■ **TAREAS DEL EJERCICIO**:
1/ Enumera todas las personas mencionadas por su nombre en el texto sobre Víctor Botas.
2/ Prosigue el texto sobre Víctor Botas desde el punto en que termina.
=== EXTRACTO DEL DOCUMENTO ===
Víctor Botas: poemas, máquinas de eternidad
En «Asturcón», el poema que cierra Historia Antigua, su libro de 1987,
encontramos al menos un par de las claves esenciales de la poesía de Víctor Botas
(Oviedo, 1945-1994). El gusto por la ambientación «romana», como punto de
partida; una ambientación que sin duda delata la pasión de Botas por un momento
histórico y una literatura pero que, sobre todo, le permite, mediante el truco de
situar acciones hodiernas narradas con lenguaje contemporáneo en aquella época,
subrayar la ironía y el absurdo de ciertas situaciones sin necesidad de más gesto
que subrayar lo fugaz de su importancia. Es la «sonriente coña beatífica» a la que
se refiere en el último verso de ese poema, que es marca de la casa y uno de los dos
ejes de su poesía.
Porque Víctor Botas, que en efecto tenía mucho de la ironía de
Marcial y la misma facilidad para hacer poesía con palabras procaces que
demostrara Catulo, era, sobre todo (incluso en los momentos de más «coña beatífica»)
=== EXTRACTO DE DATOS ===
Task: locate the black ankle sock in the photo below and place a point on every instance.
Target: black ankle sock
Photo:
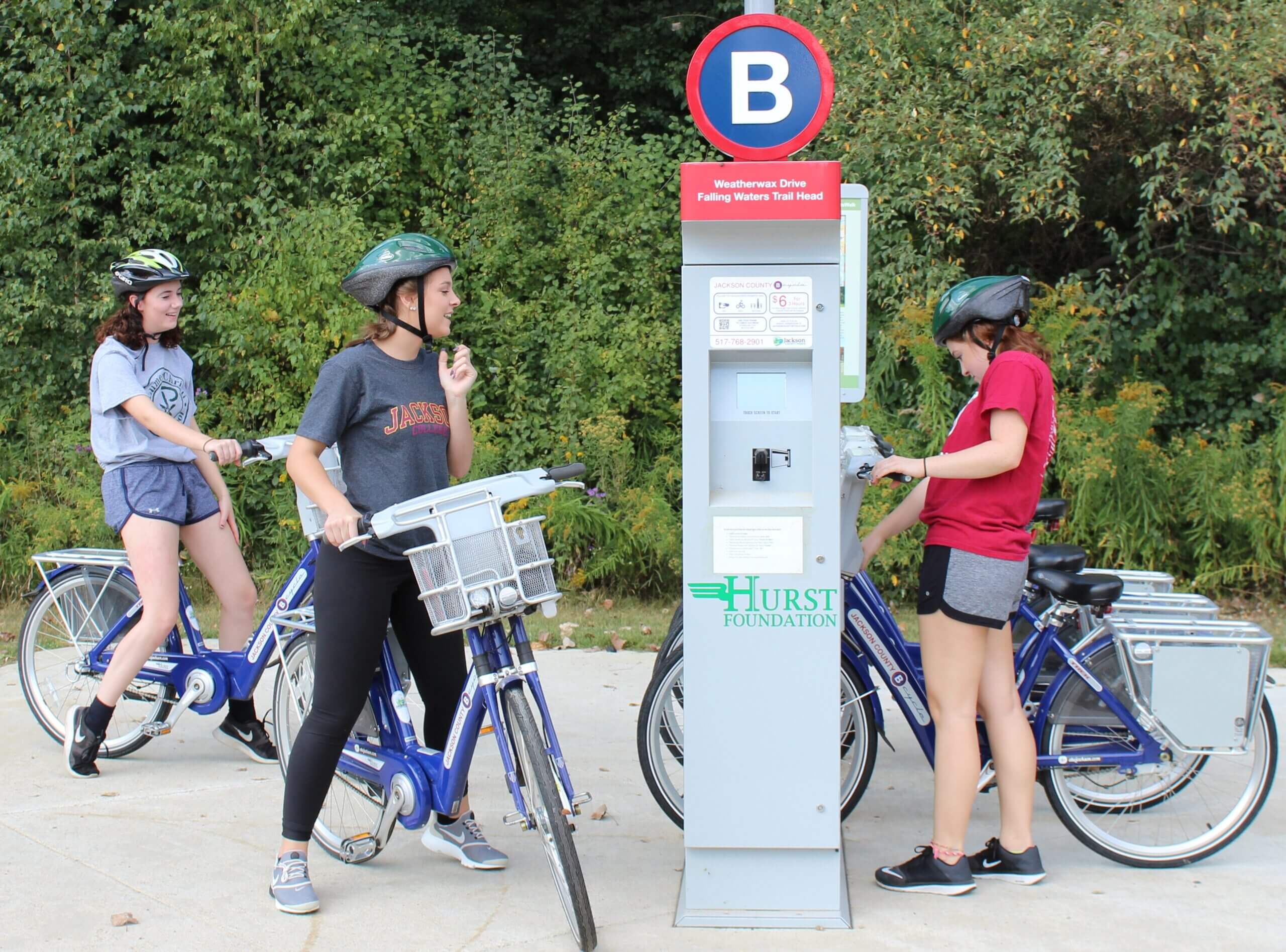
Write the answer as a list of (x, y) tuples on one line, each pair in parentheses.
===
■ **RESPUESTAS**:
1/
- Víctor Botas
- Marcial
- Catulo

2/
un elegíaco hondo y solemne. En sus libros, a menudo los poemas coñones sirven de
contrapunto a sus poemas más elegíacos, como si su autor se diera cuenta de que se está
poniendo demasiado solemne y por modestia o vergüenza decidiera rebajar un poco el
tono de su elegía. En Retórica (2002), el último libro que el autor vería publicado (Las
rosas de Babilonia se editó de forma póstuma) los grandes poemas son elegías:
así, «Roma», a un amor no vivido; «Variación sobre un tema de Tu Fu», que tiene algo
de instrucciones para construir una elegía; o «Palabras para una despedida». Son los tres
grandes poemas del libro. Hay otras elegías menores, haikus, poemas más o menos
paisajísticos, humorísticos poemas en los que llama Cástor y Pólux a sus hijos. A
menudo, Botas usa palabras o expresiones coloquiales («qué demonios», «hacer
gárgaras») cuando nota que el poema se eleva demasiado, cuando siente que bordea lo
cursi. El recurso, probado ahí, funciona también en los poemas mayores, pero en esos
ya no se recurre a él en los finales de los poemas, sino que Roma parece salida de un
ataque epiléptico o hay que echarle el guante antes que nadie al jefe (parafraseo las
escasas concesiones coloquiales de esos poemas) pero siempre en lugares más
escondidos del poema, dejando el sello de la casa pero dejando claro que esos poemas
van a otro lugar, buscan algo (mucho) más que un anticlímax retórico.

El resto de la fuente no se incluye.